- What needs to be done: Pick out every line of the material that contains the word "logo" and copy each one.

---- Records for the task

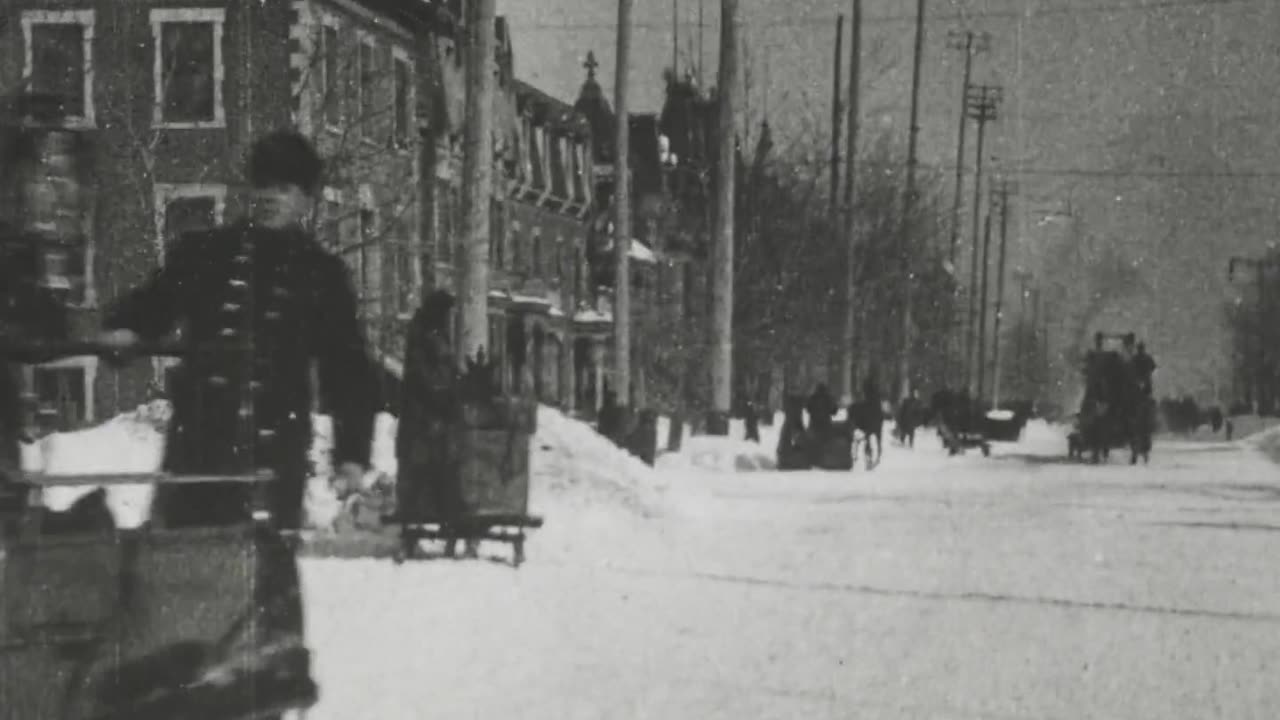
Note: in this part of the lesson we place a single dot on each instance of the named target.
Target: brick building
(168, 95)
(540, 214)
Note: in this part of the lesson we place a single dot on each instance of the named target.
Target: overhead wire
(964, 17)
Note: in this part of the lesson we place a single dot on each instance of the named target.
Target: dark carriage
(1115, 411)
(488, 482)
(823, 447)
(163, 620)
(959, 423)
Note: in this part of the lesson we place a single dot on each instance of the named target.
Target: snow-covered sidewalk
(1016, 586)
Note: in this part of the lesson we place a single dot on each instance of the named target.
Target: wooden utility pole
(909, 205)
(675, 40)
(982, 103)
(1261, 392)
(622, 210)
(835, 128)
(476, 181)
(1004, 188)
(982, 311)
(855, 51)
(722, 245)
(1020, 338)
(835, 139)
(970, 44)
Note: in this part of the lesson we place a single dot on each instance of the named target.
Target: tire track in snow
(976, 597)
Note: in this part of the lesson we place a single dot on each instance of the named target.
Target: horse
(1142, 427)
(868, 418)
(792, 438)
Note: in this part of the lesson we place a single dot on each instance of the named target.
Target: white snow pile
(572, 464)
(718, 455)
(1266, 441)
(132, 442)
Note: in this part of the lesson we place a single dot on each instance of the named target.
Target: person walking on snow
(430, 408)
(261, 301)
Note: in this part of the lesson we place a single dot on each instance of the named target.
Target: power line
(1123, 173)
(1048, 13)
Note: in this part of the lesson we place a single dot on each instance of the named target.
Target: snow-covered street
(940, 587)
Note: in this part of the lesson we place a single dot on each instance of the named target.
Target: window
(329, 226)
(59, 59)
(688, 288)
(188, 67)
(56, 209)
(497, 235)
(447, 222)
(330, 77)
(402, 119)
(405, 285)
(59, 395)
(557, 162)
(516, 247)
(366, 87)
(535, 156)
(186, 208)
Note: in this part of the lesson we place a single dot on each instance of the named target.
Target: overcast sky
(1102, 98)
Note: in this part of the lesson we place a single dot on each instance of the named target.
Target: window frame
(215, 17)
(401, 57)
(168, 192)
(87, 365)
(333, 109)
(163, 195)
(366, 94)
(86, 19)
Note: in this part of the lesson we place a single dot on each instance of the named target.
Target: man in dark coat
(272, 301)
(822, 409)
(1143, 369)
(27, 311)
(429, 408)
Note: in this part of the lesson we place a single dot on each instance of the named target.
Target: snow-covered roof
(640, 251)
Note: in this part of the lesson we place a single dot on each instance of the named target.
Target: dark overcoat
(27, 311)
(428, 483)
(275, 301)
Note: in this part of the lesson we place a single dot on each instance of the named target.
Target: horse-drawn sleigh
(1116, 410)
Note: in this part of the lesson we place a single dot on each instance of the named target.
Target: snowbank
(718, 455)
(572, 466)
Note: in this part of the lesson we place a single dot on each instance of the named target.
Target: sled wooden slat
(49, 481)
(476, 520)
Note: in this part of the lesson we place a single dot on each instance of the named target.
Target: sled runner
(480, 493)
(106, 623)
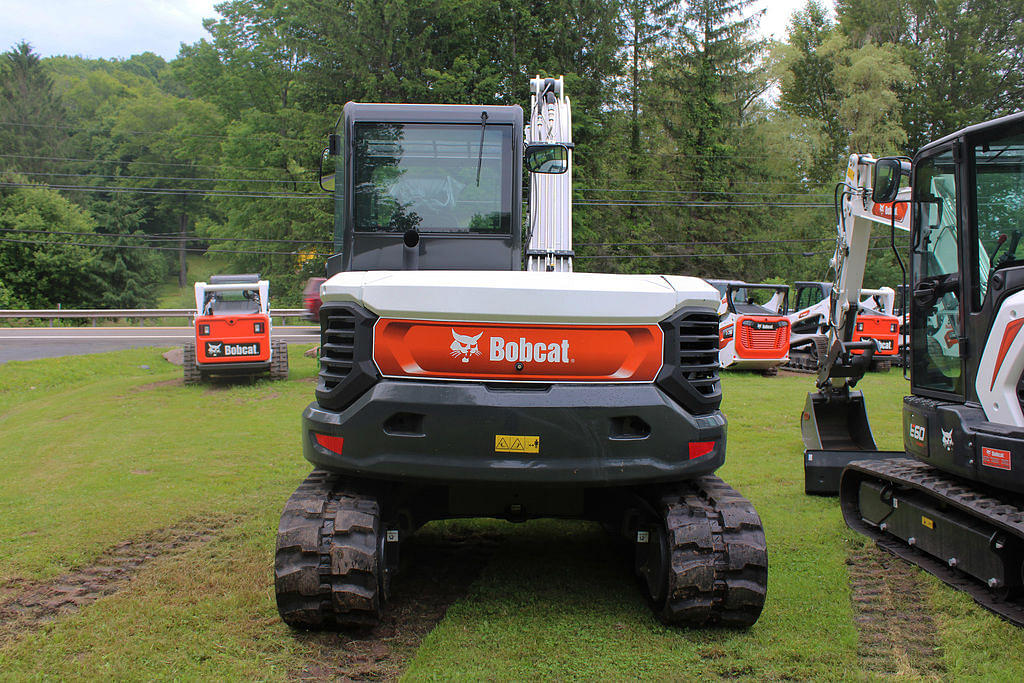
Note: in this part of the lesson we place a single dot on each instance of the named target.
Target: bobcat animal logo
(465, 346)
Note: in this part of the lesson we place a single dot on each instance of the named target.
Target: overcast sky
(122, 28)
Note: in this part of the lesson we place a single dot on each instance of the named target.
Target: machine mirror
(547, 158)
(885, 185)
(328, 165)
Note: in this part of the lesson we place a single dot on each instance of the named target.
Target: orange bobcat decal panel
(232, 338)
(517, 352)
(883, 329)
(762, 337)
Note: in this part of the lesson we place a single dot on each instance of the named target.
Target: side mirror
(327, 164)
(885, 184)
(547, 158)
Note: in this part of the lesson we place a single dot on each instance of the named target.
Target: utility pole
(182, 266)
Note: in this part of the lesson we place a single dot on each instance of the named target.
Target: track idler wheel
(328, 566)
(704, 562)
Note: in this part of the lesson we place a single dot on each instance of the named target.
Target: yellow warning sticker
(514, 443)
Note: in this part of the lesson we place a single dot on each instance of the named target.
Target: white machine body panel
(566, 298)
(263, 287)
(1001, 365)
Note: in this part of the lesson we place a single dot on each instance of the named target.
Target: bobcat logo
(465, 346)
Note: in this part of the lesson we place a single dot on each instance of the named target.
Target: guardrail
(122, 313)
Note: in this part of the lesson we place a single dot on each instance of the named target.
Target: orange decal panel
(1009, 335)
(886, 211)
(232, 338)
(517, 352)
(996, 458)
(762, 337)
(879, 328)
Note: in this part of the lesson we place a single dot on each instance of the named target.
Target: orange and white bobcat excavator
(952, 500)
(453, 383)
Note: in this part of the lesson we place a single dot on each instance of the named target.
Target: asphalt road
(30, 343)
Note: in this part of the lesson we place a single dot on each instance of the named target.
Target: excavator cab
(426, 186)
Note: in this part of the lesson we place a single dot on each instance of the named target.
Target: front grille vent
(337, 346)
(698, 350)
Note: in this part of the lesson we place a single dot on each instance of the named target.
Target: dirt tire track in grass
(435, 572)
(28, 604)
(896, 634)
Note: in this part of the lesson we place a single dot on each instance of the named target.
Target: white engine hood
(520, 296)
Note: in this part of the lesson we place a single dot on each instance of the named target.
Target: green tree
(45, 259)
(32, 116)
(966, 57)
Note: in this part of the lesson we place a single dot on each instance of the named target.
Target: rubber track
(327, 568)
(279, 364)
(805, 361)
(192, 374)
(956, 494)
(719, 559)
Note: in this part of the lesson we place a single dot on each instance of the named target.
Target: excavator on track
(952, 501)
(454, 384)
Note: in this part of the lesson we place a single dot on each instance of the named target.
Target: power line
(141, 163)
(701, 255)
(195, 191)
(695, 191)
(727, 242)
(154, 177)
(163, 133)
(176, 191)
(168, 237)
(780, 205)
(150, 247)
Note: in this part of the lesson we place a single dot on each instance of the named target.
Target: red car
(310, 298)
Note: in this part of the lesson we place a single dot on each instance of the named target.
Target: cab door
(937, 368)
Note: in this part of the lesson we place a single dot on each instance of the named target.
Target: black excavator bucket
(836, 432)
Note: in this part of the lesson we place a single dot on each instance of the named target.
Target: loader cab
(426, 186)
(810, 321)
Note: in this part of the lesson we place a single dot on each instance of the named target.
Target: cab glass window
(433, 178)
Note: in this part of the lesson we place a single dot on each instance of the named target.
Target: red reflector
(334, 442)
(698, 449)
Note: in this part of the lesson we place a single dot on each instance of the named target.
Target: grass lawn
(110, 456)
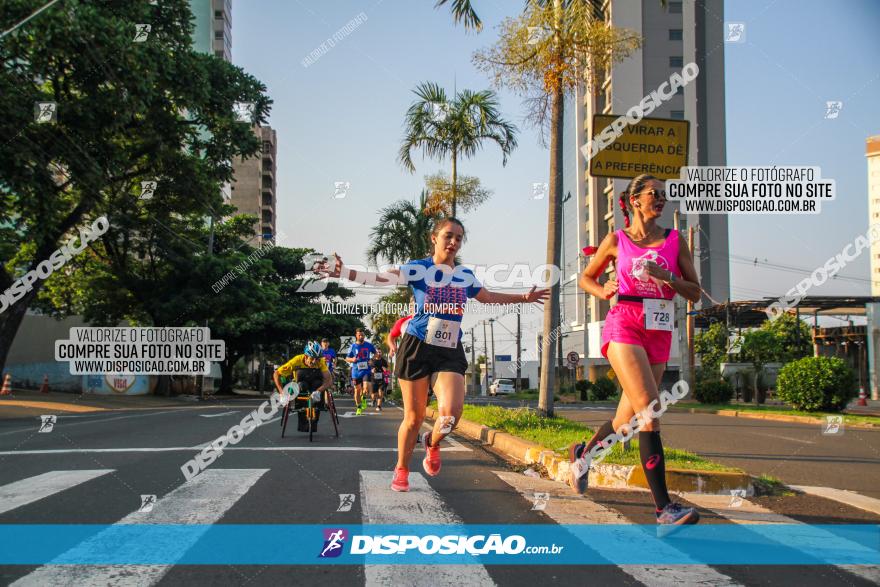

--------

- Result of the exercise:
Target: bobcat animal logo
Target: bobcat logo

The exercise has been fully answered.